REQUIRED ACTION: Repeat nothing but the lines below running from the one containing "Can you see the brick" to the one containing "Can you see the shadow". Keep both end lines.

EXTRACTED INFORMATION:
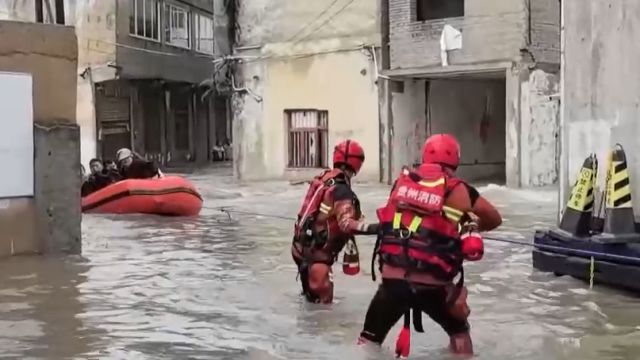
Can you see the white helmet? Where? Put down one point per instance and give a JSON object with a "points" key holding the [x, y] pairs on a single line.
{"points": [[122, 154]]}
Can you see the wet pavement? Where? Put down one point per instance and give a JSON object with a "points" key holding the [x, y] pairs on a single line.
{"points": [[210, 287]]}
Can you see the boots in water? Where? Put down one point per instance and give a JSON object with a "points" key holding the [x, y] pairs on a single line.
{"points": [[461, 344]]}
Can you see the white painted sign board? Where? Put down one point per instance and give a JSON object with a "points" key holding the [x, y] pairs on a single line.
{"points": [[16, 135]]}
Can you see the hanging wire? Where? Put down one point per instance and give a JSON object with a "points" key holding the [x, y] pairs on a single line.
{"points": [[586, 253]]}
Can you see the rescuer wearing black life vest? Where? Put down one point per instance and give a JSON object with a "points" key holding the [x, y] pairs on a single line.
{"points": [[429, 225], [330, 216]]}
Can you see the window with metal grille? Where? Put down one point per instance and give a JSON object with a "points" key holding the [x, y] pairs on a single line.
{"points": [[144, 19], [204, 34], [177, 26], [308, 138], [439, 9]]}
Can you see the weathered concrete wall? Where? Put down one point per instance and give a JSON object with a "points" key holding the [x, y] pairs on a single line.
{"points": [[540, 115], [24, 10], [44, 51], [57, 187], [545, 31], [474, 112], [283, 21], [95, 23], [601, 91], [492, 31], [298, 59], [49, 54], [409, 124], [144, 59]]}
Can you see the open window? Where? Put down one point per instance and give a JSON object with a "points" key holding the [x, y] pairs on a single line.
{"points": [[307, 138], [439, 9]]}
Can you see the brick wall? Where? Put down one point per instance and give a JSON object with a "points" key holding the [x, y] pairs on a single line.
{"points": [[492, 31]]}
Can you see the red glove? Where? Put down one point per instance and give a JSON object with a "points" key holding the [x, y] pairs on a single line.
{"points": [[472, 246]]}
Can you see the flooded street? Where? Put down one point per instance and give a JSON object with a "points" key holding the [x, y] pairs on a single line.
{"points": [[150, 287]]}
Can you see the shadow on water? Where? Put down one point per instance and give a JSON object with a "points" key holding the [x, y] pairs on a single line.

--

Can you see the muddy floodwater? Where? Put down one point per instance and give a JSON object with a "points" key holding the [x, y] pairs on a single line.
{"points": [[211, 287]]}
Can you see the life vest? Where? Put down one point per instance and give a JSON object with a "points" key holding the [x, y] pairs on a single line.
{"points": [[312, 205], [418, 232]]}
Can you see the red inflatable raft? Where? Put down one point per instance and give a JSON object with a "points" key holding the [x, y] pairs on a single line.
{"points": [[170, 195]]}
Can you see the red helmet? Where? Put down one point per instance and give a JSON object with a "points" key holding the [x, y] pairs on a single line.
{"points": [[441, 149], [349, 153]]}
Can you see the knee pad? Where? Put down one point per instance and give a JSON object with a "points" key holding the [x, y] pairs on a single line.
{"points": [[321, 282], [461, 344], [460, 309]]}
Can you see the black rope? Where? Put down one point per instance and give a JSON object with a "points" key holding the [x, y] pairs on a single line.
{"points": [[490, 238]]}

* * *

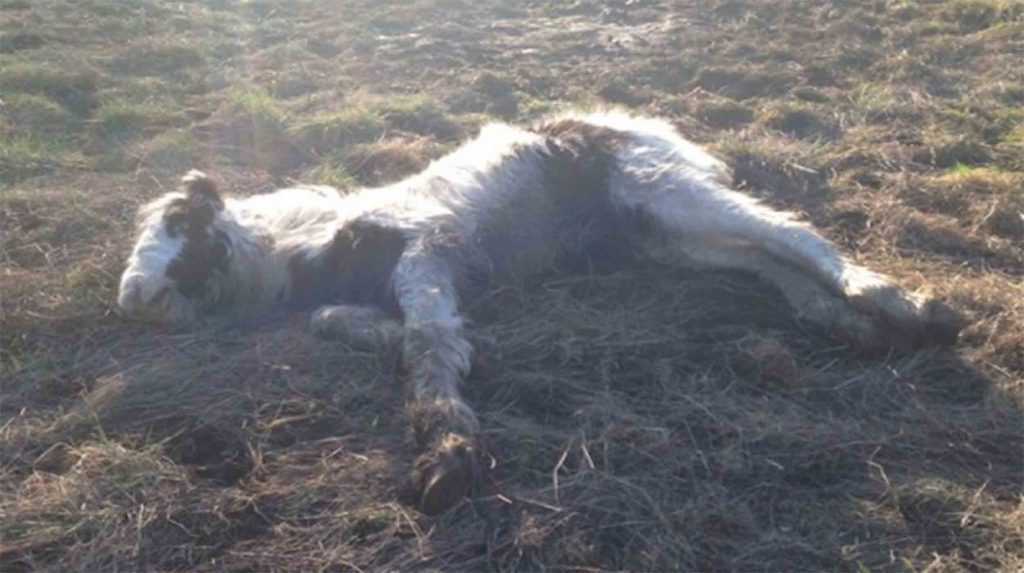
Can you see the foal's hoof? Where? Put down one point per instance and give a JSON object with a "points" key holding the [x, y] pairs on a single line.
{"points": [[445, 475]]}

SOLUTION TO THE EXERCISE:
Can you see the brick wall? Where? Put down one point per instance and give a JSON object with a "points" key holding the [x, y] pairs on a single line.
{"points": [[492, 31]]}
Can you see the red glove? Where? Put down one point per instance and give a JSON object with a "points" key holding the [x, y] pairs on a single line.
{"points": [[472, 246]]}
Can you see the flooded street? Where? Put down one point per instance and give a JSON object with a "points" key holding the [x, y] pairs on a single line.
{"points": [[150, 287]]}
Can you see the shadow on water? Where? Put down one point per instance and give a JSON object with a "points" key holding the [x, y] pairs on a single line.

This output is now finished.